[Instruções]
• a. Segundo o texto sobre o livro de Santos Drummond, o que produz a "vontade voraz por vencer" no capítulo Fome? Responda em até três frases.
• b. Retome o texto sobre o livro de Santos Drummond a partir do ponto em que ele termina.

[Texto dado]

__________

“Especialmente
para quem nasce com a pele que eu nasci” mistura consciência de raça,
classe e amor em 59 poemas que mostram a potência da poesia periférica
contemporânea
Entre tantas adversidades que pessoas pretas enfrentaram, num passado de ferro, Especialmente para quem nasce com a pele que eu nasci, obra
de estreia do poeta Santos Drummond, é um livro de poesias que traz
relatos que traçam novas possibilidades de forjar o presente, novas maneiras de amor, acolhimento e carinho, a alegria da superação e, com elas, as conquistas.
Dividido
em três capítulos: Fome; Café expresso; Arroz, Feijão, amor e carinho, o
autor descreve essa trilogia como a síntese da sua trajetória. Em
versos poéticos, Fome,
ao mesmo tempo que assume o caos pela ausência de algo, manifesta a
vontade voraz por vencer. Em linhas gerais, seria compreensível pensar
que essa ausência é a força motriz, mas o que na verdade produz essa
vontade, é a lucidez.
Nas
palavras de Santos “é um capítulo que fala sobre questões um pouco mais
duras”, de uma fome que não é de comida “mas todas as possibilidades de
metáforas que a fome está envolvida, associada à dor, a uma falta, a um
anseio de que [...a vida..] seja diferente”, pontua.

__________

Entradas de dados salvas:

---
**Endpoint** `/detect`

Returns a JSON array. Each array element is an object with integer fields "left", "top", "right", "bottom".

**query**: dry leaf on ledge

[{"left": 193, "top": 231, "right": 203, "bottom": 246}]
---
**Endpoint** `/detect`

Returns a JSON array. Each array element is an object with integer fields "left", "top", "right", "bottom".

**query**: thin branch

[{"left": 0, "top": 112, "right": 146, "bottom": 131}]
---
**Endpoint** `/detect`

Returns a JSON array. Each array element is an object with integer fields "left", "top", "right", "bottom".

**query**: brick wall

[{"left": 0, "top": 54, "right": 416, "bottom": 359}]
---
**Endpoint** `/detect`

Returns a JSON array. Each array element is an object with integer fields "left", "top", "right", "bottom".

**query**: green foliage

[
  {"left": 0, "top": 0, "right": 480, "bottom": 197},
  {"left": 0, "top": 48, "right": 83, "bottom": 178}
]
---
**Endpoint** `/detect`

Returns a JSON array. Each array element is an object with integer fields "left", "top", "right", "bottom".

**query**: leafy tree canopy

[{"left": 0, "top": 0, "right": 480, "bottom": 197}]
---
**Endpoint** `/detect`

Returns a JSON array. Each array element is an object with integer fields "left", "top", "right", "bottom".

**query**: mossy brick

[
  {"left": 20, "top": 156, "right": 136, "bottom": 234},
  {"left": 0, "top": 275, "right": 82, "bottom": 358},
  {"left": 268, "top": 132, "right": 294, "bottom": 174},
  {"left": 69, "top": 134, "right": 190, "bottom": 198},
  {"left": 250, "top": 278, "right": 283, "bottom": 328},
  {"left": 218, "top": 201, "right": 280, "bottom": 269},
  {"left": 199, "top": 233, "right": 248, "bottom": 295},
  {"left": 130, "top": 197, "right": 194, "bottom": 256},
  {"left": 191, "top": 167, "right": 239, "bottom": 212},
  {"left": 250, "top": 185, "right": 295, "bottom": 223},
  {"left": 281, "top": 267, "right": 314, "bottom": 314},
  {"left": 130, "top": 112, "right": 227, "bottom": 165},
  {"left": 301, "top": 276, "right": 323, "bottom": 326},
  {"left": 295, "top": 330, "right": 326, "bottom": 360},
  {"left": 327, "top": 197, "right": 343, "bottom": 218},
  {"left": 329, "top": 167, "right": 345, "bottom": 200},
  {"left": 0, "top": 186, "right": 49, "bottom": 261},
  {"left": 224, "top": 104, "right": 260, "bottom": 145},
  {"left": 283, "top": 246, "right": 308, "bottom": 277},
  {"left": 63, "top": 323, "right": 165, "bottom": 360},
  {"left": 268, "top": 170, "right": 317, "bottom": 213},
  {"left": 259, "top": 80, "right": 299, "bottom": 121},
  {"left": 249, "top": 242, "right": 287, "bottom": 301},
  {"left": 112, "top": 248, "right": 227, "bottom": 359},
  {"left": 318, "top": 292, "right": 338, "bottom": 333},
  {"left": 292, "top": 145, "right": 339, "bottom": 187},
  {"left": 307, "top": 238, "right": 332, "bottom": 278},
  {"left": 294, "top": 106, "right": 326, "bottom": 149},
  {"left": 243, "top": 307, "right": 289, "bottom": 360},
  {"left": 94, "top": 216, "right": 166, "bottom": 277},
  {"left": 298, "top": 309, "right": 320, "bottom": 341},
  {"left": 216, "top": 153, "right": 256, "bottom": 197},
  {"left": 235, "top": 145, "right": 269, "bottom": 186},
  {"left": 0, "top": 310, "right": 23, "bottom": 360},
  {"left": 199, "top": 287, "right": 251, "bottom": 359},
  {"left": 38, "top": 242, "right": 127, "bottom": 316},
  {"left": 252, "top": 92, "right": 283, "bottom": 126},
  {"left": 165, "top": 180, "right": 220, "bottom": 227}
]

__________

[Respostas escritas]
• a. Seria compreensível supor que a força motriz dessa vontade é a ausência de algo. O texto afirma, porém, que o que de fato a produz é a lucidez.

• b.
Algumas
verdades precisam ser ditas, mesmo que doam, talvez a poesia possa
aparar essas lanças pontiagudas da verdade, nesse caso, um Café expresso
é uma boa pedida. Nesta segunda parte do livro, o autor dispensa
fantasias e sem rodeios compartilha suas impressões sobre política,
exclusão e o genocídio da população negra periférica. “A poesia curta é
um café expresso, uma coisa de pouco volume e muita densidade e que pode
te deixar acordado por mais tempo e um pouco mais atento”, explica.
Poderia
ser apenas seu olhar subjetivo, mas, ainda que uma parcela discorde de
suas impressões, parafraseando sua própria poesia Escrevivência
(neologismo criado por Conceição Evaristo), é um espelho onde o leitor é
conduzido, inevitavelmente, a se olhar. A diferença é que, depois de um
gole de café, ele pode revelar o opressor ou o oprimido que o habita.
Já, Arroz, feijão, amor e carinho
mostra o sonho do oprimido de preencher essa falta materializada na
poesia que dá nome a última parte da obra, e traz o simples do
cotidiano, vivido singularmente e expresso por Santos Drummond, mas que
poderia ser tangível a qualquer um, porém, na experiência de pessoas que
nascem com a pele que ele nasceu, vira extraordinário.
Falar
de amor enquanto uma pessoa preta, por não estar num lugar comum,
figura uma zona de experimentações que diz, não somente sobre o cultivo
desse sentimento, mas também sobre a incapacidade que a sociedade tem de
amar pessoas pretas.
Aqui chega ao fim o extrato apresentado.